All records are to be retyped faithfully and completely.

[Start of Attachment]

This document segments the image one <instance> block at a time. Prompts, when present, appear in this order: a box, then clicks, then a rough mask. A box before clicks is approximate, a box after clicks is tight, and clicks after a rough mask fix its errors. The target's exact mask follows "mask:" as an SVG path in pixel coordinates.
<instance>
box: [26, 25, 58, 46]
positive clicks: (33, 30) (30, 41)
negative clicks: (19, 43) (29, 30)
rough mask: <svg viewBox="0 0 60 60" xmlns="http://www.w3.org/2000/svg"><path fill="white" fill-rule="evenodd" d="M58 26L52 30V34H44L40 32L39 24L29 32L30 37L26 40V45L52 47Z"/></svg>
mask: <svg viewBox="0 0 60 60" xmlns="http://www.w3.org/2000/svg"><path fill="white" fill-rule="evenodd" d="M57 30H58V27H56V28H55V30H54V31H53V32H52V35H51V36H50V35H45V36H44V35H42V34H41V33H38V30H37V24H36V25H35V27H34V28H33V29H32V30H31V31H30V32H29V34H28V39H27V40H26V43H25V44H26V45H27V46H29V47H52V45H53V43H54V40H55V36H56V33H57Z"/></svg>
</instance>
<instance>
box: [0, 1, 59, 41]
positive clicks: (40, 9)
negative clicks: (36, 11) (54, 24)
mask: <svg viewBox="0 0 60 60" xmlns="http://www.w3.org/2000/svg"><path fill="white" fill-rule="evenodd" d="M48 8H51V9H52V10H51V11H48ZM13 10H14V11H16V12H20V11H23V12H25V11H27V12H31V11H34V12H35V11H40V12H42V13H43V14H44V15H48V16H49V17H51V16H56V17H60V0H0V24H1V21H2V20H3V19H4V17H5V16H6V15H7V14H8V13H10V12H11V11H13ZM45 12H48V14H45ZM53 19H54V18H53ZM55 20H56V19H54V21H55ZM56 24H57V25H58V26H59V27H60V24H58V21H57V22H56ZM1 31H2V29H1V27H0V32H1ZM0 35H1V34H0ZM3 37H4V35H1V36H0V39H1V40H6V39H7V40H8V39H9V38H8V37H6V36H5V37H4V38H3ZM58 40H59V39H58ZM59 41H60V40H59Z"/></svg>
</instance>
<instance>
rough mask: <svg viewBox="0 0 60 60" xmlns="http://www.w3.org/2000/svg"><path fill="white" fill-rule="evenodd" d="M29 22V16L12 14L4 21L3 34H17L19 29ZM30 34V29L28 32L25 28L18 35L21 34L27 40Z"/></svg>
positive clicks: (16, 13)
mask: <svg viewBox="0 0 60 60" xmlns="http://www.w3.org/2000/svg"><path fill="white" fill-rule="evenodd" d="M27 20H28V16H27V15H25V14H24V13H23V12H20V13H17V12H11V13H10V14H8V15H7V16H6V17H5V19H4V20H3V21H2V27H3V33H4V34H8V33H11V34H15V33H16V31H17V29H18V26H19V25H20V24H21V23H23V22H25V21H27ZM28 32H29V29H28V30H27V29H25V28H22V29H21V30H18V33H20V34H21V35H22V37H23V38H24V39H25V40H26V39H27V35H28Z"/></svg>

[End of Attachment]

● **The answer**
This document segments the image one <instance> block at a time. Prompts, when present, appear in this order: a box, then clicks, then a rough mask. A box before clicks is approximate, a box after clicks is tight, and clicks after a rough mask fix its errors. The target's exact mask follows "mask:" as an SVG path in pixel coordinates.
<instance>
box: [26, 25, 58, 46]
positive clicks: (33, 30) (30, 41)
negative clicks: (19, 43) (29, 30)
rough mask: <svg viewBox="0 0 60 60" xmlns="http://www.w3.org/2000/svg"><path fill="white" fill-rule="evenodd" d="M58 26L52 30V34H44L40 32L39 24L29 32L30 37L26 40V45L52 47Z"/></svg>
mask: <svg viewBox="0 0 60 60" xmlns="http://www.w3.org/2000/svg"><path fill="white" fill-rule="evenodd" d="M57 30H58V27H56V28H55V30H54V31H53V32H52V35H51V36H50V35H45V36H44V35H42V34H41V33H38V30H37V24H36V25H35V27H34V28H33V29H32V30H31V31H30V32H29V34H28V39H27V40H26V43H25V44H26V45H27V46H29V47H52V45H53V43H54V40H55V36H56V33H57Z"/></svg>
</instance>
<instance>
box: [0, 1, 59, 41]
positive clicks: (40, 9)
negative clicks: (36, 11) (54, 24)
mask: <svg viewBox="0 0 60 60" xmlns="http://www.w3.org/2000/svg"><path fill="white" fill-rule="evenodd" d="M48 8H51V9H52V10H51V11H48ZM13 10H14V11H16V12H20V11H23V12H25V11H27V12H31V11H34V12H35V11H40V12H42V13H43V14H44V15H48V16H49V17H51V16H56V17H60V0H0V24H1V21H2V20H3V19H4V17H5V16H6V15H7V14H8V13H10V12H11V11H13ZM45 12H48V14H45ZM53 19H54V18H53ZM55 20H56V19H54V21H55ZM56 24H57V25H58V26H59V27H60V24H58V21H57V22H56ZM1 31H2V29H1V27H0V32H1ZM0 35H1V34H0ZM3 37H4V35H1V36H0V39H1V40H6V39H7V40H8V39H9V38H8V37H6V36H5V37H4V38H3ZM58 40H59V39H58ZM59 41H60V40H59Z"/></svg>
</instance>
<instance>
rough mask: <svg viewBox="0 0 60 60" xmlns="http://www.w3.org/2000/svg"><path fill="white" fill-rule="evenodd" d="M29 22V16L12 14L4 21L3 34H17L19 29ZM30 34V29L28 32L25 28L18 35L21 34L27 40Z"/></svg>
positive clicks: (16, 13)
mask: <svg viewBox="0 0 60 60" xmlns="http://www.w3.org/2000/svg"><path fill="white" fill-rule="evenodd" d="M27 20H28V16H27V15H25V14H24V13H23V12H20V13H17V12H11V13H10V14H8V15H7V16H6V17H5V19H4V20H3V21H2V27H3V33H4V34H8V33H11V34H15V33H16V31H17V29H18V26H19V25H20V24H21V23H23V22H25V21H27ZM28 32H29V29H28V30H27V29H25V28H22V29H21V30H18V33H20V34H21V35H22V37H23V38H24V39H25V40H26V39H27V35H28Z"/></svg>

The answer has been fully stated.